TEKS TEREKSTRAKSI:
Sungguh kaya negeri Muslim ini jika dikelola dengan baik dan mandiri tentu dengan aturan Islam kaffah. Maka akan menuntaskan permasalahan ekonomi negerinya. Sama halnya dengan Indonesia, negara yang melimpah SDA tak serta-merta menjadikan rakyatnya sejahtera. Lantaran SDA dikelola asing dan swasta. Padahal pengelolaan SDA telah diatur dalam sistem ekonomi islam. Sebagaiamana hadis Rasulullah SAW, “Manusia berserikat dalam tiga hal: air, padang rumput dan api.” (HR. Abu Dawud).
SDA yang merupakan kekayaan milik umum, yaitu api (bahan tambang), air dan padang rumput (lahan) wajib dikelola oleh negara dan hasilnya dikembalikan kepada rakyat. Dengan demikian pemasukan negara akan bertambah dan dapat memenuhi kebutuhan masyarakat seluruhnya, baik warga Muslim maupun nonmuslim tanpa diskriminasi. Sistem ekonomi Islam ini hanya dapat diterapkan secara sempurna dalam naungan negara khilafah islamiyah.

Potongan dataset penunjukan:
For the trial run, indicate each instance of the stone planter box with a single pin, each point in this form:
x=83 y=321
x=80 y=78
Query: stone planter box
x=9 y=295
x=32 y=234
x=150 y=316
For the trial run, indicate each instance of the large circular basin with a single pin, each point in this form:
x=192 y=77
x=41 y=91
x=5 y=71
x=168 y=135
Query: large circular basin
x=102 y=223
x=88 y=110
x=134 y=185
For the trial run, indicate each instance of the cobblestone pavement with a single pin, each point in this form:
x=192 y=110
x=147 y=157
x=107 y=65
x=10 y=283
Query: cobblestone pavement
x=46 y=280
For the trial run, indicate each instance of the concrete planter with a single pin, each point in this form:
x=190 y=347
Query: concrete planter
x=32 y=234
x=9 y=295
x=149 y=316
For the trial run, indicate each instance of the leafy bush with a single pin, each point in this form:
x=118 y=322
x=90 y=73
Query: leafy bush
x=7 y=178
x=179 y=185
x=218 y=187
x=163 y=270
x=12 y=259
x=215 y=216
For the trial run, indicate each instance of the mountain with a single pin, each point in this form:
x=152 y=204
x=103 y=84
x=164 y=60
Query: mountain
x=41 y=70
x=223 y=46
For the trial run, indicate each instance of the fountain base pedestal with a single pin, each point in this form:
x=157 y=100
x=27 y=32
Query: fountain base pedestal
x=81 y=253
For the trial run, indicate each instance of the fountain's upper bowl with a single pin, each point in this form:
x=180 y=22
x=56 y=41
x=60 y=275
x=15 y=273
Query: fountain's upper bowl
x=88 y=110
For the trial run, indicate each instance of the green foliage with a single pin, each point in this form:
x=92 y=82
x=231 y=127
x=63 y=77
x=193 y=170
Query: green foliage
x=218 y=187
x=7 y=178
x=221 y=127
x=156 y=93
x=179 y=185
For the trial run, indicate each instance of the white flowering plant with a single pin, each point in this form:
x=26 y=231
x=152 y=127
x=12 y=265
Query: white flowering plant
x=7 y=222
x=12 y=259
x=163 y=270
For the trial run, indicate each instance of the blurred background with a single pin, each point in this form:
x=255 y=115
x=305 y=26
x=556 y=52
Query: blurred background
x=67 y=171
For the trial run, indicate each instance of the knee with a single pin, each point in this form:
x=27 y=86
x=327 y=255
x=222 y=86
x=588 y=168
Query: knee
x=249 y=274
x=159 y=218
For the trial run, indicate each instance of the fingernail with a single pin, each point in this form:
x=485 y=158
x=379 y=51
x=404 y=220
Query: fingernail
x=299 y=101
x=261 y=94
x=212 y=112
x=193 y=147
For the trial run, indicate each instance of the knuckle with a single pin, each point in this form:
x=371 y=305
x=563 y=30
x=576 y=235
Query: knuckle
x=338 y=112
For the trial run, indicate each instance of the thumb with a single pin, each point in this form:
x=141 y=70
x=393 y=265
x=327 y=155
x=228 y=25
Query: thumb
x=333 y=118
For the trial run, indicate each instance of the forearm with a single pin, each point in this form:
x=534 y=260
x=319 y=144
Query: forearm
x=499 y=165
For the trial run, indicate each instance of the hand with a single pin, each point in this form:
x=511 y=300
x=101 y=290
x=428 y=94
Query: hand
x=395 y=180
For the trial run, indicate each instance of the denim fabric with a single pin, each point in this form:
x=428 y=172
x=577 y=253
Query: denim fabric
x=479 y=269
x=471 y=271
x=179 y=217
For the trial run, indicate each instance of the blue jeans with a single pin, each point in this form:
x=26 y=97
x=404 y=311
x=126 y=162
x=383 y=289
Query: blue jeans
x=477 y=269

YANG DIMINTA:
• a. Salin ulang bagian teks tentang pengelolaan SDA, mulai dari "Sungguh kaya negeri" dan berakhir pada "(HR. Abu Dawud).", tanpa mengubah satu kata pun.
• b. Tolong lanjutkan teks tentang pengelolaan SDA dalam sistem ekonomi Islam, dimulai tepat setelah kalimat terakhirnya.

JAWABAN:
• a.
Sungguh kaya negeri Muslim ini jika dikelola dengan baik dan mandiri tentu dengan aturan Islam kaffah. Maka akan menuntaskan permasalahan ekonomi negerinya. Sama halnya dengan Indonesia, negara yang melimpah SDA tak serta-merta menjadikan rakyatnya sejahtera. Lantaran SDA dikelola asing dan swasta. Padahal pengelolaan SDA telah diatur dalam sistem ekonomi islam. Sebagaiamana hadis Rasulullah SAW, “Manusia berserikat dalam tiga hal: air, padang rumput dan api.” (HR. Abu Dawud).

• b.
Keempat, potensi geopolitis. Afghanistan merupakan negara yang menjadi penyekat diantara sekumpulan kekuatan besar di wilayah Asia Tengah. Afghanistan adalah negara yang menjadi penghalang antara Rusia dan anak benua India.
Negara ini mengahalangi Rusia untuk mencapai perairan hangat di Samudera Hindia dan Laut Arab. Kondisi geografis Afghanistan yang amat sensitif serta keberadaannya sebagai negara yang tidak punya akses ke laut (Lockland), menempatkan Afghanistan sebagai negara tempat pijakan, lalu lintas dan pintu gerbang bagi setiap peperagan dan para penakluk di benua Asia.
Pasukan besar seperti Jengiskhan, Turki, India maupun persia pernah melintas negara Afghanistan. Selain itu, stategisnya posisi Afghanistan sangat dibutuhkan sebagai jalur minyak bumi dan gas dari Asia Tengah yang menyusuri Afghanistan menuju Pakistan.
Lalu mengarah keberbagai pelabuhan yang dibangun di sepanjang pantai Samudera Hindia maupun laut Arab. Karena pengaruh jalur minyak bumi itulah yang menempatkan Afghanistan bagaikan magnet bagi AS, yang selalu berusaha mengitervensinya.
Menjadi rahasia umum adalah bahwa konflik yang terjadi di Afghanistan sesungguhnya tidak terlepas dari intervensi negara Barat seperti Amerika, Inggris dan lainnya yang memiliki kepentingan untuk mengambil keuntungan dari konflik tersebut.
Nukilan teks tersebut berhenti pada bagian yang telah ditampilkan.